- _EXTRACT PROVIDED_
Ready to Inhale: The Senate Tilts Toward Pot Reform
The U.S. Senate is sometimes referred to as “the world’s greatest deliberative body.” However, during this fractious election year, the chamber has more closely resembled a kindergarten on the Potomac.
That’s about to change. When Congress reconvenes in January 2021, bipartisan agreement is likely to coalesce around major legislative initiatives, such as infrastructure spending, fiscal stimulus, and yes…marijuana legal reform.
The Democratic-controlled House already has shown its propensity to support marijuana legalization; the GOP-led Senate has been the impediment. But with the 2020 election cycle behind us, it appears that Senators are ready to embrace weed.
Notably, the U.S. Senate Banking Committee is expected to be marijuana-friendly next year, regardless of whether Democrats or Republicans control the chamber.
That’s good news for the Secure and Fair Enforcement (SAFE) Banking Act, which is set to take the fast track in the Senate in 2021. SAFE is federal legislation that would give marijuana companies greater access to conventional financial services, which in turn would provide a major boost for cannabusinesses and their investors. Most pot companies are forced to primarily deal with cash, even in states where marijuana is legal, because banks are leery of federal reprisals.
Marijuana industry leaders are encouraged that the likely incoming chair of the Senate Banking Committee, Pennsylvania Republican Pat Toomey, has recently expressed his support of SAFE.
Toomey, who will chair the committee if the GOP keeps its majority in the chamber, said that marijuana banking legislation is “something we should work on.” SAFE has passed the House but remains stalled in the Senate.
Without access to banking, marijuana businesses can’t get loans. They also lack the ability to process credit card payments, deposit cash, and write checks to suppliers, among other vital functions.
SAFE also would undercut the growing black market in marijuana sales and improve the industry’s financial transparency in legal cannabis states.

- _CHALLENGE_
Copy out the stretch of the article on Senate marijuana reform from "Marijuana industry leaders" through "legal cannabis states.".

- _ITEMS_
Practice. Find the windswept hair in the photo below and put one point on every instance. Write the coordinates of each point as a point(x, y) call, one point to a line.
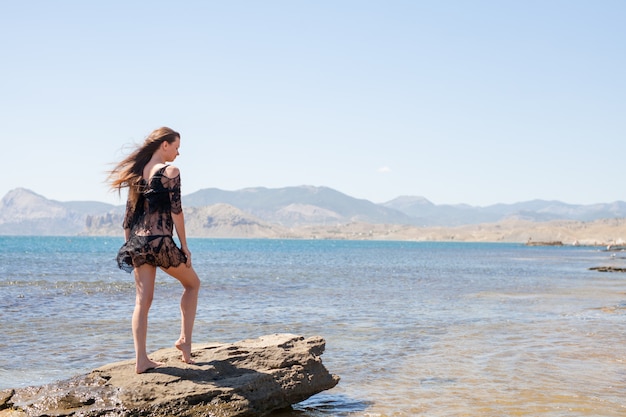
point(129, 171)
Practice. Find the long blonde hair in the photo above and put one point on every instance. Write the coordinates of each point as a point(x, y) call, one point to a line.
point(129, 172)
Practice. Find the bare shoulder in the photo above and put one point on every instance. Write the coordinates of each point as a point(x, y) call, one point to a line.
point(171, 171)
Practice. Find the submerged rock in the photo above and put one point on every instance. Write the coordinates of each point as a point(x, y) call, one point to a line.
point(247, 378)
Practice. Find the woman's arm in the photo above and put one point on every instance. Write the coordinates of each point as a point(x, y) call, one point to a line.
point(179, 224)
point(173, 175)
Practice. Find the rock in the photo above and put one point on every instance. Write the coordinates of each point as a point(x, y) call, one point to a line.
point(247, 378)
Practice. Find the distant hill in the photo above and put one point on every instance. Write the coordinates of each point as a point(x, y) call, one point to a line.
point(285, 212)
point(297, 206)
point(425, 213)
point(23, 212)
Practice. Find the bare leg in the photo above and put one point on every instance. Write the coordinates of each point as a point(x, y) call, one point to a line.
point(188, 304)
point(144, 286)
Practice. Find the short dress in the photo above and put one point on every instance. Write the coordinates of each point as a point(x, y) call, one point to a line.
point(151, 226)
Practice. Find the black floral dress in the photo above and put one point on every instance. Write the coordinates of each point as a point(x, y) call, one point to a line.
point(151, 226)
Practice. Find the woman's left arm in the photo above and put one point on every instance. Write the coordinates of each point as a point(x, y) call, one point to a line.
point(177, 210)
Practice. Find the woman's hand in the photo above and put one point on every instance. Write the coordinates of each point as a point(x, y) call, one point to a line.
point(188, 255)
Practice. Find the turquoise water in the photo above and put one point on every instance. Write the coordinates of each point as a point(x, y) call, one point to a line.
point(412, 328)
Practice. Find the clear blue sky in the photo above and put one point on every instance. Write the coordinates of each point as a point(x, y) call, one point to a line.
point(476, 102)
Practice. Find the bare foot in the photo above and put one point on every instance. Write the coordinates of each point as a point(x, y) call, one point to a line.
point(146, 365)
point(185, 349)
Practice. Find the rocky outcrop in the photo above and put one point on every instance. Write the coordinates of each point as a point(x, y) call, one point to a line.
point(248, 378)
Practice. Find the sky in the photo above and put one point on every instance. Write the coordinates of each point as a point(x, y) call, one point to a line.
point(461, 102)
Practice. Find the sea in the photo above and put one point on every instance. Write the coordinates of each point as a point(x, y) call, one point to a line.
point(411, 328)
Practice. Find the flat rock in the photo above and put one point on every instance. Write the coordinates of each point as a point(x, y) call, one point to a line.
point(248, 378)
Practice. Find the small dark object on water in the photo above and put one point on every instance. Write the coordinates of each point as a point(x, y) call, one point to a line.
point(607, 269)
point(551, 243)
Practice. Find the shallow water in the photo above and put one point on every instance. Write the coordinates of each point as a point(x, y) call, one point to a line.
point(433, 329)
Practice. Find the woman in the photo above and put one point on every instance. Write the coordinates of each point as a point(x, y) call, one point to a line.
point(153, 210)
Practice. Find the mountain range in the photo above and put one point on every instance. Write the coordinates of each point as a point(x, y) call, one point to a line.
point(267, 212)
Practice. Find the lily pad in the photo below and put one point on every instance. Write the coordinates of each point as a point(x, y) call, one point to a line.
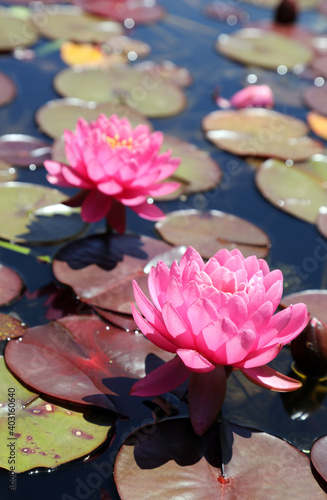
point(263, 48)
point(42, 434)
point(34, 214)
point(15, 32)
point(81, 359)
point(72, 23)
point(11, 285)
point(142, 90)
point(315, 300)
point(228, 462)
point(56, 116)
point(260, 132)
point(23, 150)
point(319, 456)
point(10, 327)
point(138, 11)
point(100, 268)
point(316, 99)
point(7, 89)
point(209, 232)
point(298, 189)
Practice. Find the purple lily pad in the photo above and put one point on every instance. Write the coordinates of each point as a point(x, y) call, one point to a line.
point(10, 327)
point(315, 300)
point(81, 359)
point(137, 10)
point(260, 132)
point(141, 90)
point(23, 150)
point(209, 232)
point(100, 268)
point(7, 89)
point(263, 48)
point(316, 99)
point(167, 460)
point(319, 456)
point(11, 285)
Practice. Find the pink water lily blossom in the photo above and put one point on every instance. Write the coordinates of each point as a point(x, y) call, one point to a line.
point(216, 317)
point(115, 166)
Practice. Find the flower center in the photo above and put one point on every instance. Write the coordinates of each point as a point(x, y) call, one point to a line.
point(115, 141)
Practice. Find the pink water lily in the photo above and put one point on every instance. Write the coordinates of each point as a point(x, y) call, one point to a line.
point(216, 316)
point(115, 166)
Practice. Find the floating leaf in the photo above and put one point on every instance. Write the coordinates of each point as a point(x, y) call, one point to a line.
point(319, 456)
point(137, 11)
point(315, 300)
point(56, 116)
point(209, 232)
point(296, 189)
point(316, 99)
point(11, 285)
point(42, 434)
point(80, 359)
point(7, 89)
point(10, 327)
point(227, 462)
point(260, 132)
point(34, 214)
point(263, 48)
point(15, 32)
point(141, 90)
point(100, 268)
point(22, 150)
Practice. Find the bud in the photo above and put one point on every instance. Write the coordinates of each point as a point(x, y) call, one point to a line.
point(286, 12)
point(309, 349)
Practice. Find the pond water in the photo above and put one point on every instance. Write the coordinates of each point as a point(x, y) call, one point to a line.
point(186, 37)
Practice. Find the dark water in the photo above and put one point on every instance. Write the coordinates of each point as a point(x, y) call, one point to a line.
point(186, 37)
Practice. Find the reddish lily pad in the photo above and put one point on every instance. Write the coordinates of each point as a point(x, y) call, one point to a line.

- _TASK OUTPUT_
Marijuana industry leaders are encouraged that the likely incoming chair of the Senate Banking Committee, Pennsylvania Republican Pat Toomey, has recently expressed his support of SAFE.
Toomey, who will chair the committee if the GOP keeps its majority in the chamber, said that marijuana banking legislation is “something we should work on.” SAFE has passed the House but remains stalled in the Senate.
Without access to banking, marijuana businesses can’t get loans. They also lack the ability to process credit card payments, deposit cash, and write checks to suppliers, among other vital functions.
SAFE also would undercut the growing black market in marijuana sales and improve the industry’s financial transparency in legal cannabis states.